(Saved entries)
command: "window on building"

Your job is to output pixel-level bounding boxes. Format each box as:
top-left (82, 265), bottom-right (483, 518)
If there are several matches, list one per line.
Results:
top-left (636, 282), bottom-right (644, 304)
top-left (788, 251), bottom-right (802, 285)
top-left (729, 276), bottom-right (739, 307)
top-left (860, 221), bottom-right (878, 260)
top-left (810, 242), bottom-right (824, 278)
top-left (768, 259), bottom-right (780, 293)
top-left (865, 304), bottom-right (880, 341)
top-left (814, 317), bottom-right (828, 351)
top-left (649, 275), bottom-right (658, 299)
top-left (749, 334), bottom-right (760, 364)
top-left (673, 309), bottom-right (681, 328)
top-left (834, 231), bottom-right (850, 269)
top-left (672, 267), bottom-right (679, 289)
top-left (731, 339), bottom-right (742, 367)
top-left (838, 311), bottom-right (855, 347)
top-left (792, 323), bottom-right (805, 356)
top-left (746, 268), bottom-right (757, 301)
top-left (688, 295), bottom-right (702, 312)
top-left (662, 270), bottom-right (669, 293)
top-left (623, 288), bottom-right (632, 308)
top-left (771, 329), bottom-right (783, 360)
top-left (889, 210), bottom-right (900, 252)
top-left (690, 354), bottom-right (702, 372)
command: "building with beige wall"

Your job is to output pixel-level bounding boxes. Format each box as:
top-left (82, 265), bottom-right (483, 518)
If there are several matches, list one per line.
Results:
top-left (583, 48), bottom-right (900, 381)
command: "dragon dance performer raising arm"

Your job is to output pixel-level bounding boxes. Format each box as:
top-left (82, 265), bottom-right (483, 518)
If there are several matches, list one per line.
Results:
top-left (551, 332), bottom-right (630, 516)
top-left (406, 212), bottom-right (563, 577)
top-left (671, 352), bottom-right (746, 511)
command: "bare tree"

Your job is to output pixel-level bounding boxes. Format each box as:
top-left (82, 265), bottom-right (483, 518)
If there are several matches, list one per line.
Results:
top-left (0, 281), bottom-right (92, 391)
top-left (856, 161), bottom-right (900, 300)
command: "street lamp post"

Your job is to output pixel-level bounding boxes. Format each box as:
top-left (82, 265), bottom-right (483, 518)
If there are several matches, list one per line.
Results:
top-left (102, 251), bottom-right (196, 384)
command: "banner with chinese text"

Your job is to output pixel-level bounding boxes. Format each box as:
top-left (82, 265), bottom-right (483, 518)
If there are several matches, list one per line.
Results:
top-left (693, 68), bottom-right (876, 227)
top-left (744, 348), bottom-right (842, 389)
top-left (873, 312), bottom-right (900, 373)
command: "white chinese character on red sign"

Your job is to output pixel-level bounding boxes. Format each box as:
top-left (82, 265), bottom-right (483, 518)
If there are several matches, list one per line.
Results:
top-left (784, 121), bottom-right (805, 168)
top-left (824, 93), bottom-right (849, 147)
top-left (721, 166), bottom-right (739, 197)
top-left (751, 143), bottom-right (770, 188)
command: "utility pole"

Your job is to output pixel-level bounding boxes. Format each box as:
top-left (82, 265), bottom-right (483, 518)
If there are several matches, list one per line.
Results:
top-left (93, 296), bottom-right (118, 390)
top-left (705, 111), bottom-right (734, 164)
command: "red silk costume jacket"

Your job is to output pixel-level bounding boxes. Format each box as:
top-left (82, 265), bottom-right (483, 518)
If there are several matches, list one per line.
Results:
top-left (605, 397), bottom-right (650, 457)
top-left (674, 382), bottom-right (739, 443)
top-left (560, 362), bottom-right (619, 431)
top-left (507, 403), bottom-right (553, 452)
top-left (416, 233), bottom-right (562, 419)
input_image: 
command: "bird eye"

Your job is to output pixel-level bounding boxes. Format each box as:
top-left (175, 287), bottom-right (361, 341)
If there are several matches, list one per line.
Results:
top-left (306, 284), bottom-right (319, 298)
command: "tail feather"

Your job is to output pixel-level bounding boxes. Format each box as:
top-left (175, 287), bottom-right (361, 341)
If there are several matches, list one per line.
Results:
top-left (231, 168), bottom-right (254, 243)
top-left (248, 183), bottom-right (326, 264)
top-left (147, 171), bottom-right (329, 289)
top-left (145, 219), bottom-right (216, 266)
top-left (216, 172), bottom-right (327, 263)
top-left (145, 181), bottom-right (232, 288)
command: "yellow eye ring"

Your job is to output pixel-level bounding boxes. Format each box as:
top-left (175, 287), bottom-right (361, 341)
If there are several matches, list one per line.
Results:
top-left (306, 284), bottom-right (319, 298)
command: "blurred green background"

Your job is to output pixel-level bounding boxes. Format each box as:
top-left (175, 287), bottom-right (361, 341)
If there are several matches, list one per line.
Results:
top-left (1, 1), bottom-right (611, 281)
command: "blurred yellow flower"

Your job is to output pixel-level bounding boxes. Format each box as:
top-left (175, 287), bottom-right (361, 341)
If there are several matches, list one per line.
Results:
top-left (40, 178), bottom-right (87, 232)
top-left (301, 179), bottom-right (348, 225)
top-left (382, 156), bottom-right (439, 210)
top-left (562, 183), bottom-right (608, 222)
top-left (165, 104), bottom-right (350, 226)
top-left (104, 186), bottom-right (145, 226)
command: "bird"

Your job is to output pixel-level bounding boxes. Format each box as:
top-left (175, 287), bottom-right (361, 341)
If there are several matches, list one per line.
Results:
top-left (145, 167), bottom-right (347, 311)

**REQUIRED WORK**:
Lines from the records above that hold "yellow" are the ones to list.

**REPLY**:
command: "yellow eye ring"
command: "blurred yellow flower"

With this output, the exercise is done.